======== Supplied material ========

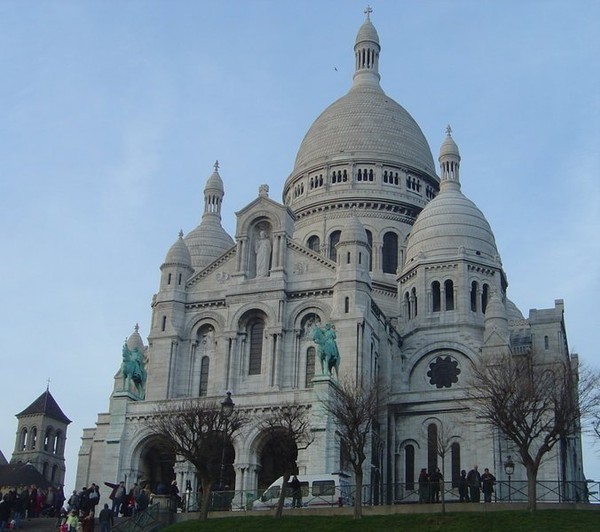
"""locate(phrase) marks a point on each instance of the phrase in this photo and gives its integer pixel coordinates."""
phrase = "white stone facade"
(359, 242)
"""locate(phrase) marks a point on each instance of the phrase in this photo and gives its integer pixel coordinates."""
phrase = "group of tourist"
(470, 485)
(29, 502)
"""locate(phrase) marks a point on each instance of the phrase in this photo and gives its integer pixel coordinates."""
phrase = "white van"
(323, 490)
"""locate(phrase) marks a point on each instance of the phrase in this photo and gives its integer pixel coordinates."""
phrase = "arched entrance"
(157, 466)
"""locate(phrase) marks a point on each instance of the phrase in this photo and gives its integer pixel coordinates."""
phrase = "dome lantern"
(449, 160)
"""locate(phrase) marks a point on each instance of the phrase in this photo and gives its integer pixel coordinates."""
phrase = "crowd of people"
(78, 513)
(29, 502)
(470, 485)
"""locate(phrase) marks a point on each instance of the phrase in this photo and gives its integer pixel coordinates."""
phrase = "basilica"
(370, 239)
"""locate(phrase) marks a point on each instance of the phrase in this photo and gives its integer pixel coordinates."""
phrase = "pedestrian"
(296, 492)
(106, 519)
(487, 483)
(424, 486)
(463, 487)
(474, 481)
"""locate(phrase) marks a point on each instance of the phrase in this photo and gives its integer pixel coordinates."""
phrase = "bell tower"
(41, 438)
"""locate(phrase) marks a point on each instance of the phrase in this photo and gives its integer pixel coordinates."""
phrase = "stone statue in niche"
(262, 248)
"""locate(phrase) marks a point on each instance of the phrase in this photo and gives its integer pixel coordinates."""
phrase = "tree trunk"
(281, 502)
(358, 494)
(531, 488)
(205, 500)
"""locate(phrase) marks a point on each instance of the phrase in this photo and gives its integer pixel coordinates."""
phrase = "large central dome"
(365, 123)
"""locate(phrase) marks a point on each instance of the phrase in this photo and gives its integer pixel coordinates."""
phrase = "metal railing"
(144, 520)
(504, 491)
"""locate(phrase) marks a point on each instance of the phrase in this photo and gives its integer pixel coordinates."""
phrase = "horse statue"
(133, 371)
(327, 349)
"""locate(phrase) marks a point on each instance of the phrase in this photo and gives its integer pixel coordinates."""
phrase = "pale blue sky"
(113, 113)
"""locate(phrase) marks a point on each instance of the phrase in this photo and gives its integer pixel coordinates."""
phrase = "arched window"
(204, 376)
(484, 297)
(57, 442)
(390, 252)
(432, 442)
(334, 238)
(48, 439)
(256, 331)
(436, 298)
(370, 240)
(474, 290)
(455, 461)
(415, 302)
(314, 243)
(449, 293)
(409, 467)
(310, 366)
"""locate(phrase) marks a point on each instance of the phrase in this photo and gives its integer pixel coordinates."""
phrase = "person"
(296, 492)
(117, 496)
(93, 498)
(463, 487)
(174, 493)
(487, 484)
(87, 521)
(4, 512)
(423, 486)
(436, 484)
(263, 255)
(73, 521)
(142, 501)
(106, 519)
(474, 482)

========

What is being asked. Output each entry exactly. Skip the pictures.

Answer for the task.
"""locate(phrase) marks a point on each instance of the phrase in this photo and gives its integer pixel coordinates."""
phrase = "white stone facade"
(359, 242)
"""locate(phrase) marks a point on each instance of the phrase in this photo and gives its integer pixel coordinates."""
phrase = "group of tourist"
(470, 485)
(29, 502)
"""locate(phrase) marks a point on each instance of the phrase in this photo and gives its integer pixel coordinates."""
phrase = "white van"
(323, 490)
"""locate(phrase) marks a point on each instance of the phrase in this photo and gives its integer pixel coordinates."""
phrase = "arched entrance"
(157, 466)
"""locate(phrase) marks a point on each instance of the phrase in this photo and gives its integer pixel coordinates."""
phrase = "dome lantern"
(449, 160)
"""locate(phrase) marks a point on each instance of the phrase in this photo and gives its integer pixel coordinates."""
phrase = "crowd of people"
(78, 513)
(29, 502)
(470, 485)
"""locate(phrase) marks a point on each instance of the phrase in this photo and gives its integer pixel coordinates."""
phrase = "basilica"
(370, 239)
"""locate(phrase) marks a point on each instance of the phrase in this photo and gives its integer pixel coordinates."""
phrase = "pedestrian"
(296, 492)
(106, 519)
(487, 483)
(424, 486)
(463, 487)
(474, 481)
"""locate(phrase) marks a point on each instance of the phrase in this photo and gives its integer pixel coordinates."""
phrase = "bell tower"
(41, 438)
"""locate(phrase) marks a point on each instance of the phrase in this photo and gives its integer pixel coordinates."""
phrase = "stone statue in niche"
(262, 248)
"""locate(phrase) marks a point on each instance of the phrase in this photo and gives its integer pixel coordinates."""
phrase = "tree trunk"
(281, 502)
(358, 494)
(531, 488)
(205, 500)
"""locate(phrase) marks a point on each instance of the phrase in this photo and gives its integer pixel coordinates."""
phrase = "large central dome"
(365, 123)
"""locate(phrase) marks a point on each instance of the phrase in this photo and gives its integer pixel coordinates."""
phrase = "metal railing"
(144, 520)
(504, 491)
"""locate(phrase) marks a point on each instance of the phrase in this photo and gives its integer pixel coordinates."""
phrase = "horse statue"
(133, 371)
(327, 349)
"""locate(phrase) marks a point on each instance of the phrase in this photo and gives its integer pixel coordinates."""
phrase = "pale blue sky"
(113, 113)
"""locate(phrase) marks a point on each instance of the phrase in this photo and gives its integer pixel coordinates."""
phrase = "arched window"
(204, 376)
(484, 297)
(57, 442)
(390, 252)
(432, 442)
(334, 238)
(48, 439)
(256, 331)
(436, 298)
(370, 240)
(474, 290)
(455, 461)
(415, 302)
(314, 243)
(449, 293)
(409, 467)
(310, 366)
"""locate(phrase) marks a point on each instance of the phrase in this photo and gives its integer pixel coordinates."""
phrase = "person"
(296, 492)
(117, 496)
(93, 498)
(463, 487)
(174, 493)
(487, 484)
(87, 521)
(4, 512)
(423, 486)
(436, 484)
(263, 255)
(73, 521)
(142, 501)
(106, 519)
(474, 482)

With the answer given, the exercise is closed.